» EXTRAIT À LIRE:
7) (C) Une autre question qui motive l’opposition russe à l’adhésion de l’Ukraine est l’importante coopération dans le domaine de l’industrie de la défense que les deux pays partagent, y compris un certain nombre d’usines où sont fabriquées des armes russes. Bien que des efforts soient en cours pour fermer ou transférer la plupart de ces usines en Russie, et pour déplacer la flotte de la mer Noire de Sébastopol à Novorossiisk avant l’échéance de 2017, le GDR a clairement indiqué que l’adhésion de l’Ukraine à l’OTAN obligerait la Russie à apporter des changements majeurs (et coûteux) à sa coopération industrielle en matière de défense.

8. (C) De même, le GDR et les experts notent qu’il y aurait également un impact significatif sur les relations économiques et de travail russo-ukrainiennes, y compris l’effet sur des milliers d’Ukrainiens vivant et travaillant en Russie et vice versa, en raison de la nécessité d’imposer un nouveau régime de visa. Selon Aleksandr Konovalov, directeur de l’Institut d’évaluation stratégique, cela deviendrait un chaudron bouillant de colère et de ressentiment au sein de la population locale.

9. (C) En ce qui concerne la Géorgie, la plupart des experts ont déclaré que, bien qu’elle ne soit pas aussi névralgique pour la Russie que l’Ukraine, le GOR considère que la situation dans ce pays est trop instable pour résister aux divisions que l’adhésion à l’OTAN pourrait provoquer. Aleksey Arbatov, directeur adjoint du Carnegie Moscow Center, a fait valoir que les aspirations de la Géorgie à l’OTAN n’étaient qu’un moyen de résoudre ses problèmes en Abkhazie et en Ossétie du Sud, et a averti que la Russie se trouverait dans une situation difficile si cela se produisait.

La réponse de la Russie

10. (C) Le GOR a clairement indiqué qu’il devrait "revoir sérieusement" l’ensemble de ses relations avec l’Ukraine et la Géorgie au cas où l’OTAN les inviterait à adhérer. Cela pourrait avoir des répercussions majeures sur l’énergie, l’économie et l’engagement politico-militaire, avec de possibles répercussions dans toute la région et en Europe centrale et occidentale.
La Russie réexaminerait probablement aussi ses propres relations avec l’Alliance et ses activités au sein du Conseil OTAN-Russie, et envisagerait de nouvelles actions dans le domaine de la maîtrise des armements, y compris la possibilité d’un retrait complet des traités FCE et FNI, et des menaces plus directes contre les plans de défense antimissile des États-Unis.

» ACTIONS REQUISES:
A - D'après l'extrait sur l'adhésion à l'OTAN, quelle fonction occupe Aleksandr Konovalov ?
B - Traduisez en anglais cette phrase de l'extrait sur l'adhésion à l'OTAN : « Le GOR a clairement indiqué qu’il devrait "revoir sérieusement" l’ensemble de ses relations avec l’Ukraine et la Géorgie au cas où l’OTAN les inviterait à adhérer. »
C - Recopiez l'extrait à lire à partir des mots « 10. (C) Le GOR », jusqu'aux mots « antimissile des États-Unis. » inclus.
Les lignes placées plus loin n'interviennent en rien ici.

» LIGNES ENREGISTRÉES:

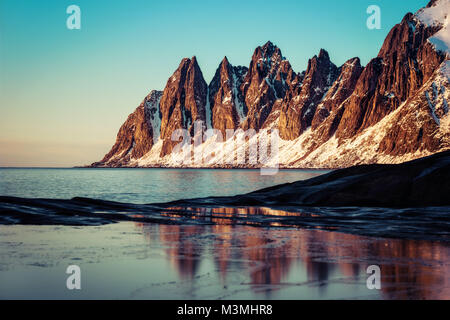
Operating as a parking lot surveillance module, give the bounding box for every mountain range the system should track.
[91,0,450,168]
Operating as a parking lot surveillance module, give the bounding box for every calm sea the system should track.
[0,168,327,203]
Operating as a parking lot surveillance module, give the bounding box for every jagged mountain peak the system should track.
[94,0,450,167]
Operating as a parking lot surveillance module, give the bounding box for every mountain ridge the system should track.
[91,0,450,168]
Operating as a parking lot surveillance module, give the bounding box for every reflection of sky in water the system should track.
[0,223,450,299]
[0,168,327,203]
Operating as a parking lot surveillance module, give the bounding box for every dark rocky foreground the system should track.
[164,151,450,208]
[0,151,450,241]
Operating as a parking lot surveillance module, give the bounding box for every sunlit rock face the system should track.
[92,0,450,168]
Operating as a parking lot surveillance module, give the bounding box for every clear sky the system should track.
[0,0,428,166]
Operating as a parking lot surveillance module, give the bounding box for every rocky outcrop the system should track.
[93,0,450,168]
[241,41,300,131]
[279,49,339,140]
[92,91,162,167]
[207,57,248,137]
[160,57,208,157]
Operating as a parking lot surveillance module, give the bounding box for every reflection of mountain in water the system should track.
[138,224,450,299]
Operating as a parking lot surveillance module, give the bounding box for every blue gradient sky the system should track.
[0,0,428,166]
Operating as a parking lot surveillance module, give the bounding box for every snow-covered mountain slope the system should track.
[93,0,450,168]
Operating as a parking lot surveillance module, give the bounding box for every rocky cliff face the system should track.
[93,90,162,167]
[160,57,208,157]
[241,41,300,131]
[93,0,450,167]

==

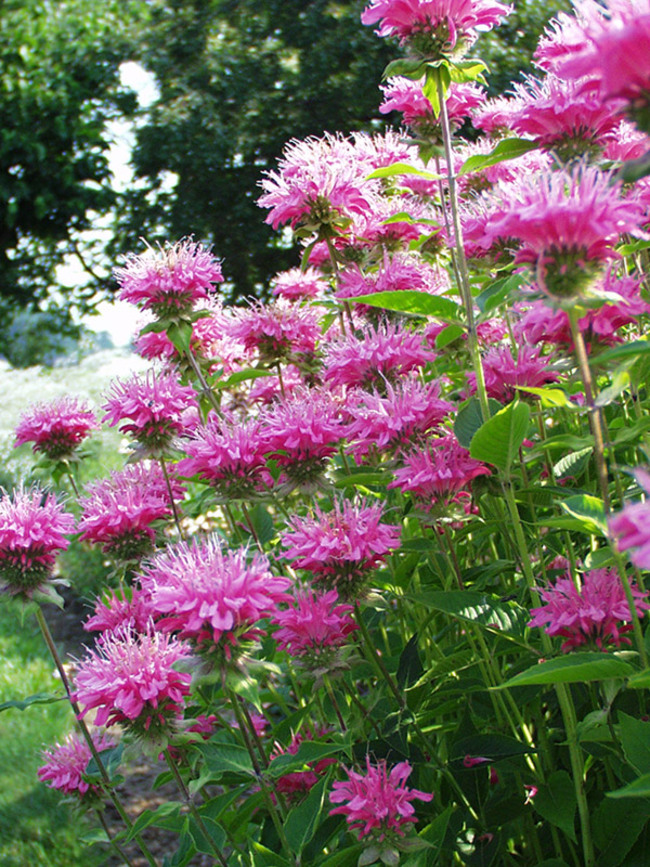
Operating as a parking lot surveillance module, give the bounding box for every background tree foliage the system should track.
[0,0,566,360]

» LES RÉPONSES:
A - Il est directeur de l'Institut d'évaluation stratégique.

B - The GOR made it clear that it would have to "seriously review" all of its relations with Ukraine and Georgia should NATO invite them to join.

C -
10. (C) Le GOR a clairement indiqué qu’il devrait "revoir sérieusement" l’ensemble de ses relations avec l’Ukraine et la Géorgie au cas où l’OTAN les inviterait à adhérer. Cela pourrait avoir des répercussions majeures sur l’énergie, l’économie et l’engagement politico-militaire, avec de possibles répercussions dans toute la région et en Europe centrale et occidentale.
La Russie réexaminerait probablement aussi ses propres relations avec l’Alliance et ses activités au sein du Conseil OTAN-Russie, et envisagerait de nouvelles actions dans le domaine de la maîtrise des armements, y compris la possibilité d’un retrait complet des traités FCE et FNI, et des menaces plus directes contre les plans de défense antimissile des États-Unis.